[[ PROVIDED TEXT open ]]

Entries filed under “HPCAnswers”

Archived postings from Chis Aycock’s blog at HPCAnswers.com. Preserved here for posterity.

New Whitepaper: Introduction to Intel OpenCL Tools

 

A new whitepaper by Intel’s Vinay Awasthi describes the status of the company’s OpenCL implementation and available tools for developers using the Intel OpenCL SDK.

The Intel implementation is the only implementation at the moment that implements out of order queues. Intel’s implementation also allows multiple work-items per workgroup for CPUs. There is also preview support for device fission extension (not fully validated). We will cover the benefit of such options later in this whitepaper. With this implementation, you will also receive OpenCL offline compiler. This compiler will let you observe assembly instructions and intermediate representation (IR) of your OpenCL kernels instantly without having to plug them into a program or using any APIs to get IR. Developers can use this tool to also compile kernels for correctness.

Read the Full Story.

Also posted in HPC | Leave a comment

HPC enables discovery of new blood pressure drug

Also at the new HPCwire today, news that U of Florida researchers used HPC to find a new drug that lowers blood pressure and prevents heart and kidney damage, at least in rats. More research in humans coming.

Researchers used one of the world’s most powerful supercomputers to process 140,000 prospective drug compounds in a matter of weeks. The computer predicted which molecules would be most likely to enhance the activity of ACE2, rotating them in thousands of different orientations to see how they would bind to certain pockets on the enzyme’s surface.

…After hitting on the “lead” compound, UF researchers then tested it in hypertensive rats that had developed fibrosis of the heart and kidney. The animals received the drug for two weeks. Tissue samples from treated animals revealed a significant decrease in fibrosis of the heart, kidney and blood vessels, said Ostrov, who described the findings as “striking and reproducible.”

And the good news on this one keeps coming, apparently

…Early results also show the compound inhibits inflammation, which has significant implications for a number of human diseases, including autoimmune diseases such as type 1 diabetes and rheumatoid arthritis as well as other diseases involving fibrosis, such as Alzheimer’s, Ostrov said.

As the old SNL sketch goes, “it’s a non-dairy whipped topping AND a floor wax.” Anyway, good stuff.

Also posted in HPC | 1 Comment

InsideTrack: Letter from SGI to LNXI customers

The letter linked below was sent from SGI to Linux Networx customers, and the InsideTrack secured a copy through its vast network of industry insiders.

The letter, from SGI Global Services VP Bob Pette, outlines what LNXI customers can expect. A few highlights of interest.

First, SGI’s take on what happened

Today SGI announced the purchase of certain assets of Linux Networx, Inc.. In conjunction with this transaction SGI has offered employment to a number of Linux Networx employees in the Engineering, Sales and Services areas and acquired LNXI’s spare parts inventory.

And then what it means for LNXI customers (note the honesty):

SGI did not acquire Linux Networx’s service contracts and as such, does not have a service contract in place with you. …During this period of transition, please continue to place your LNXI service requests as before by calling 1-800-459-7138 or online at http://support.linuxnetworx.com.

Very refreshing. Here is the whole letter as a PDF.

Also posted in InsideTrack | 1 Comment

Article: File Systems for HPC Clusters

Jeffrey B. Layton has written yet another interesting article for Linux Magazine.  This time, he’s put together an overview for those interested in implementing a parallel file system on a cluster.

[[ PROVIDED TEXT closed ]]
[[ MATERIAL SHOWN open ]]

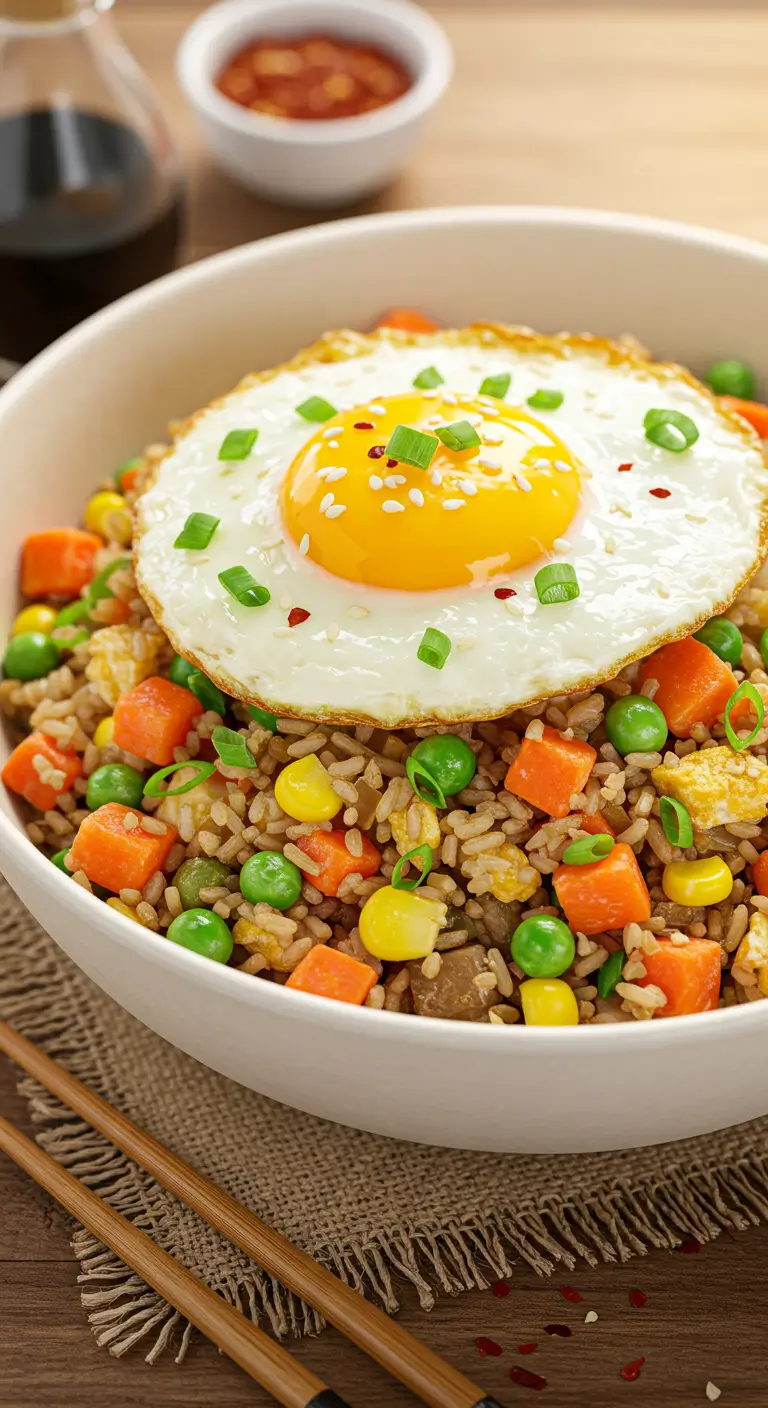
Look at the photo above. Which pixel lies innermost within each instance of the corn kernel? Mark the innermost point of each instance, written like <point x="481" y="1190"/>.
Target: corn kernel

[[ MATERIAL SHOWN closed ]]
[[ MATERIAL SHOWN open ]]

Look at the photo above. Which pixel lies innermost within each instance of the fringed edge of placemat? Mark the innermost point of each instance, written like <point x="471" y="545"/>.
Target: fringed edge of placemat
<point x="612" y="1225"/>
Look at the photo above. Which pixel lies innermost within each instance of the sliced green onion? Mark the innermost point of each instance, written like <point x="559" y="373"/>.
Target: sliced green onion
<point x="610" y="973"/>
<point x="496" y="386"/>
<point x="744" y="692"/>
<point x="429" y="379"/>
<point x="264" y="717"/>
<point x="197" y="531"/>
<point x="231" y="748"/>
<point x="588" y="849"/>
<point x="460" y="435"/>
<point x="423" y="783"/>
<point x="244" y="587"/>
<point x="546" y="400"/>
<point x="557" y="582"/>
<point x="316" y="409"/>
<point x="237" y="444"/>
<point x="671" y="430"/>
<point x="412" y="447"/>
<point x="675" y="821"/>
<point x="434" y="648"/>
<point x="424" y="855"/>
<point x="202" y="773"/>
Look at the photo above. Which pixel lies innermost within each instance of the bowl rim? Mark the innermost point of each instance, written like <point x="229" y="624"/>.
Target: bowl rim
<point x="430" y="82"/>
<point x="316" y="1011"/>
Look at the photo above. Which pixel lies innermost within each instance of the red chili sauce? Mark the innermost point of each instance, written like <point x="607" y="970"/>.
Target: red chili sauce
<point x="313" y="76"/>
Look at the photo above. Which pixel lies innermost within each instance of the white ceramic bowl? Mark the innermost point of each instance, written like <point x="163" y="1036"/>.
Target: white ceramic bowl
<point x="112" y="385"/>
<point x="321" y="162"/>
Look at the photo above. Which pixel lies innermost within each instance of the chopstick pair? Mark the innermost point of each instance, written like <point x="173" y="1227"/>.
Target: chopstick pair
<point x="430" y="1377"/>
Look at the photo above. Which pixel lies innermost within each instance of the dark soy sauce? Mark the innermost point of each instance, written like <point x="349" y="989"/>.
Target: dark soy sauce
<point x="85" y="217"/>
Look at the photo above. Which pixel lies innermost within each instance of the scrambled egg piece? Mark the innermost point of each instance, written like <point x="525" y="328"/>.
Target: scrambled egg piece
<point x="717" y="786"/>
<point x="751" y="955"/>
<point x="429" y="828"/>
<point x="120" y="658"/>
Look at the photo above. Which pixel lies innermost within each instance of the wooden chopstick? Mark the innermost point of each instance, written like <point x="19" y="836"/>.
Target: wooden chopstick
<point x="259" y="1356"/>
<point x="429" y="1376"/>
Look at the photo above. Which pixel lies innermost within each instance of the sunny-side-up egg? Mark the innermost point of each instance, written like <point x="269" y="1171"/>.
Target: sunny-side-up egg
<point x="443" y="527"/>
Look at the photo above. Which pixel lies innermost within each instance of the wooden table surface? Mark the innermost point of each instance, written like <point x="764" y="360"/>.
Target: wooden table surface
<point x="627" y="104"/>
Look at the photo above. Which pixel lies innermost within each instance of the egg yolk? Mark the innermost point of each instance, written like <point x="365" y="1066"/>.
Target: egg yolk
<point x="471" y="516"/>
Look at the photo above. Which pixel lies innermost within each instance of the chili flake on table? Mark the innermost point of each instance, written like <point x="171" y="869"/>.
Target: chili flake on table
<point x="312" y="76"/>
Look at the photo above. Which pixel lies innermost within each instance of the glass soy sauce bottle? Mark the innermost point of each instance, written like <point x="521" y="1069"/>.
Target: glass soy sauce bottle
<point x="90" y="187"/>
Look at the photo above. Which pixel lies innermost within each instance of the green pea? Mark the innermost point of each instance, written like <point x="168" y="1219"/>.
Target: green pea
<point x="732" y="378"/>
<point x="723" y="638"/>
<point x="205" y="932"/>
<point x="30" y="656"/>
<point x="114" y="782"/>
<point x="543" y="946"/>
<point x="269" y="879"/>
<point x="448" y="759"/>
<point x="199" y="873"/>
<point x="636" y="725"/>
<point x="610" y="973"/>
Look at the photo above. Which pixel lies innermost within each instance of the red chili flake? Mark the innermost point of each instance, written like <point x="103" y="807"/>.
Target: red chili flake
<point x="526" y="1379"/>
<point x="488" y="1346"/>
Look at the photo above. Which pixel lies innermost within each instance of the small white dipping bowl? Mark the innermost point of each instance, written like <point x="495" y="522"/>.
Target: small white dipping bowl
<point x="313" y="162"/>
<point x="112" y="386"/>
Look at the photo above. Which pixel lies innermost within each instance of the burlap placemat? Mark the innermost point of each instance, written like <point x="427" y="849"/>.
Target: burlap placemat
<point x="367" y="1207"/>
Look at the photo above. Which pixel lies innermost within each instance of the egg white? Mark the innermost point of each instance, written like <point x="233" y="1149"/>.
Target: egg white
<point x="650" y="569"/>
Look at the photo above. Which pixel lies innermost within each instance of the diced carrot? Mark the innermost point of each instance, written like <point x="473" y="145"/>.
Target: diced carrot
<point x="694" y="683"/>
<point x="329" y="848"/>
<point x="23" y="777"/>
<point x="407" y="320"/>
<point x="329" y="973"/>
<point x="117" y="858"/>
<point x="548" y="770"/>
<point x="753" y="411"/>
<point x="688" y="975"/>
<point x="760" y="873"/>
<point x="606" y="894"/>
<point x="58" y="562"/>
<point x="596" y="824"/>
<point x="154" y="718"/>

[[ MATERIAL SHOWN closed ]]
[[ MATERIAL SHOWN open ]]

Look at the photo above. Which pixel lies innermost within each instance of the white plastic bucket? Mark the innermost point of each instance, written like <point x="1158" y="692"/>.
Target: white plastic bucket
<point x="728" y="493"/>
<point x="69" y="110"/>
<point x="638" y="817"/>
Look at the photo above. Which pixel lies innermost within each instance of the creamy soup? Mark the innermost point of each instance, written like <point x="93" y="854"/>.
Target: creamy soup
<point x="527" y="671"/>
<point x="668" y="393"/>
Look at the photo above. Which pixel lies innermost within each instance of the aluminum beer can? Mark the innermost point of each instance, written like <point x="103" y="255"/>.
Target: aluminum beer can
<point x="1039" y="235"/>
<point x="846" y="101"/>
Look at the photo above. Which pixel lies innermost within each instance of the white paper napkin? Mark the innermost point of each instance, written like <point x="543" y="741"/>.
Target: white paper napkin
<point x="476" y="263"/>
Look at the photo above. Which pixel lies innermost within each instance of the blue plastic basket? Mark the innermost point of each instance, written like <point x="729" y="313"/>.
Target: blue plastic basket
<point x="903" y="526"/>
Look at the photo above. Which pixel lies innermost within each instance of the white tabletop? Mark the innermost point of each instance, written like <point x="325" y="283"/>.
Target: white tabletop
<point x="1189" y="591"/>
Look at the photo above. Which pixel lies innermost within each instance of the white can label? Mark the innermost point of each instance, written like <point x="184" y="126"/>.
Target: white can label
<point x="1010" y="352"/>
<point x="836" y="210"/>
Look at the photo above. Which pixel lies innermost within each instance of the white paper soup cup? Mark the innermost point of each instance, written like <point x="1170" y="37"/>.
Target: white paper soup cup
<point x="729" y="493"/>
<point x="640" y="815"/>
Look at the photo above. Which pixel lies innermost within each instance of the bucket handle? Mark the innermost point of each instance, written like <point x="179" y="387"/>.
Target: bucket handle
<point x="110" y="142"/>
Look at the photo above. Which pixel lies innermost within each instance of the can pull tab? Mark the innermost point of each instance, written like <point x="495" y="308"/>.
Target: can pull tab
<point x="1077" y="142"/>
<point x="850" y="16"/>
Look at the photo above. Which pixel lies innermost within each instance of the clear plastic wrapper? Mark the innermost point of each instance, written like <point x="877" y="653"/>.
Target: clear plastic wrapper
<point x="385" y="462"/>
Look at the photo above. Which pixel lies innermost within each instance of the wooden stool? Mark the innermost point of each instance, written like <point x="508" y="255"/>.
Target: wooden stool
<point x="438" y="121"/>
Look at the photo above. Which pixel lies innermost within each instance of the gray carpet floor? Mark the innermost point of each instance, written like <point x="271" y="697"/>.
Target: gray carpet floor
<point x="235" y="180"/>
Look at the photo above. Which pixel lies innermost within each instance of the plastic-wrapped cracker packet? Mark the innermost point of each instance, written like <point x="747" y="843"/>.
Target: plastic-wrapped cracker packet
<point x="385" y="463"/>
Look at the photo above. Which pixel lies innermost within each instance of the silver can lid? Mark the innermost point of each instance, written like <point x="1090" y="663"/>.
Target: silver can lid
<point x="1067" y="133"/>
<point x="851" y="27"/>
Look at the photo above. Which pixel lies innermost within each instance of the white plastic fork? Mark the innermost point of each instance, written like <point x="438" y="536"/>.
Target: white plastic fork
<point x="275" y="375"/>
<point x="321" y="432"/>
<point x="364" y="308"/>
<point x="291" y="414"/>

[[ MATERIAL SHOWN closed ]]

• **INSTRUCTIONS TO FOLLOW**:
Answer these from the archived blog postings:
(a) How many prospective drug compounds did the supercomputer process for the University of Florida researchers?
(b) Who wrote the letter that SGI sent to Linux Networx customers?
(c) For which magazine did Jeffrey B. Layton write the article on file systems for HPC clusters?

• **EXERCISE RESULT**:
(a) 140,000
(b) Bob Pette, SGI Global Services VP
(c) Linux Magazine